Le distingué linguiste italien Raffaele Simone publie aux éditions Gallimard la traduction française (par Katia Bienvenu assistée de Gérard Larché) de son essai intitulé Le monstre doux. L’Occident vire-t-il à droite ? (Gallimard, coll. « Le Débat », 178 p., 17, 50 €). La préoccupation première de l’auteur est de constater et comprendre pourquoi « depuis quelque temps en Occident, la gauche sous toutes ses formes recule, et [pourquoi] ses principes sont partout attaqués ou en déclin ». Le symptôme que décrit cette régression a été en son temps analysé par Alexis de Tocqueville dans des pages saisissantes d’intelligence de De la démocratie en Amérique. Nous en citons ci-dessous un extrait de ce que Simone appelle « La prophétie de Tocqueville ». Ancré dans la pensée libérale du XIXe siècle, son livre n’en est pas pour autant classique. Il est même résolument baroque, décousu et flamboyant. Il souligne tout ce que le « monstre doux » imaginé par Tocqueville doit à la « nouvelle droite ». Il oblige ainsi à réfléchir différemment de la politique et de la démocratie.
Vincent Duclert
Alexis de Tocqueville : « un pouvoir immense et tutélaire »
J’avais remarqué durant mon séjour aux Etats-Unis qu’un état social démocratique semblable à celui des Américains pourrait offrir des facilités singulières à l’établissement du despotisme, et j’avais vu à mon retour en Europe combien la plupart de nos princes s’étaient déjà servis des idées, des sentiments et des besoins que ce même état social faisait naître, pour étendre le cercle de leur pouvoir.
Cela me conduisit à croire que les nations chrétiennes finiraient peut-être par subir quelque oppression pareille à celle qui pesa jadis sur plusieurs des peuples de l’antiquité.
Un examen plus détaillé du sujet et cinq ans de méditations nouvelles n’ont point diminué mes craintes, mais ils en ont changé l’objet.
On n’a jamais vu dans les siècles passés de souverain si absolu et si puissant qui ait entrepris d’administrer par lui-même, et sans le secours de pouvoirs secondaires, toutes les parties d’un grand empire ; il n’y en a point qui ait tenté d’assujettir indistinctement tous ses sujets aux détails d’une règle uniforme, ni qui soit descendu à côté de chacun d’eux pour le régenter et le conduire. L’idée d’une pareille entreprise ne s’était jamais présentée à l’esprit humain, et, s’il était arrivé à un homme de la concevoir, l’insuffisance des lumières, l’imperfection des procédés administratifs, et surtout les obstacles naturels que suscitait l’inégalité des conditions l’auraient bientôt arrêté dans l’exécution d’un si vaste dessein.
────────────────────────────────────────
■ **Consigne**: Selon le texte présenté, qui a traduit en français l'essai de Raffaele Simone ?

■ **Segment de données**:
────────────────────────────────────────
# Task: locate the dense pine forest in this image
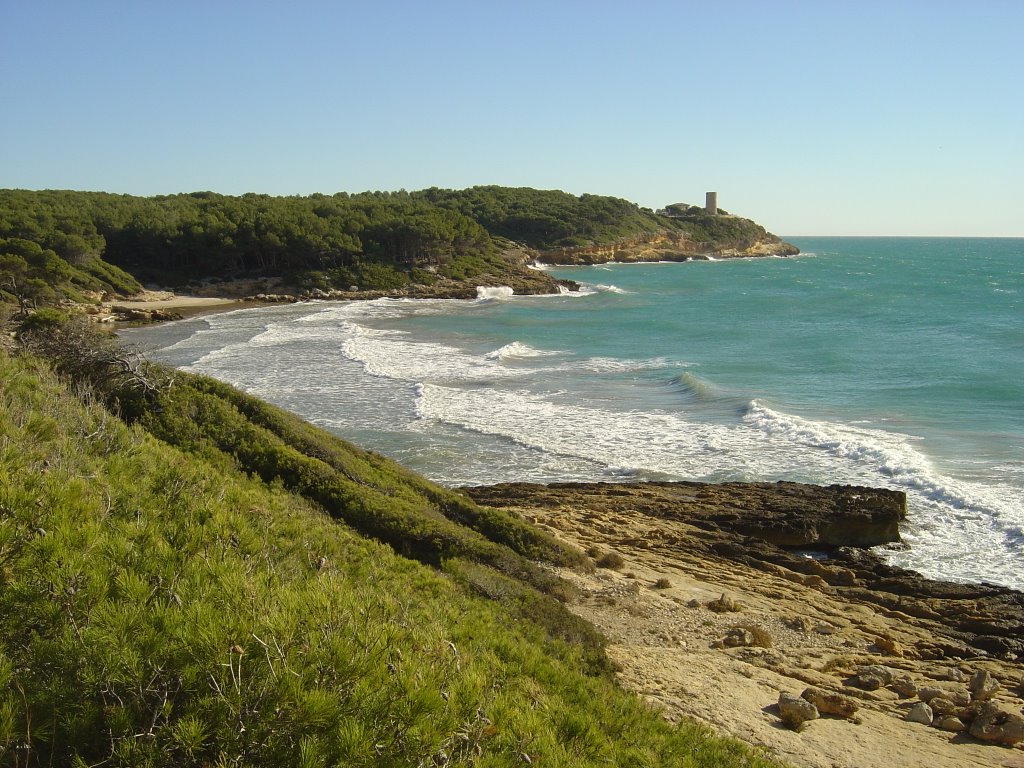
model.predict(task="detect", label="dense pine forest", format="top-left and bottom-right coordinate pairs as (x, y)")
top-left (0, 186), bottom-right (782, 308)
────────────────────────────────────────
■ **Réponse rédigée**: La traduction est de Katia Bienvenu, assistée de Gérard Larché.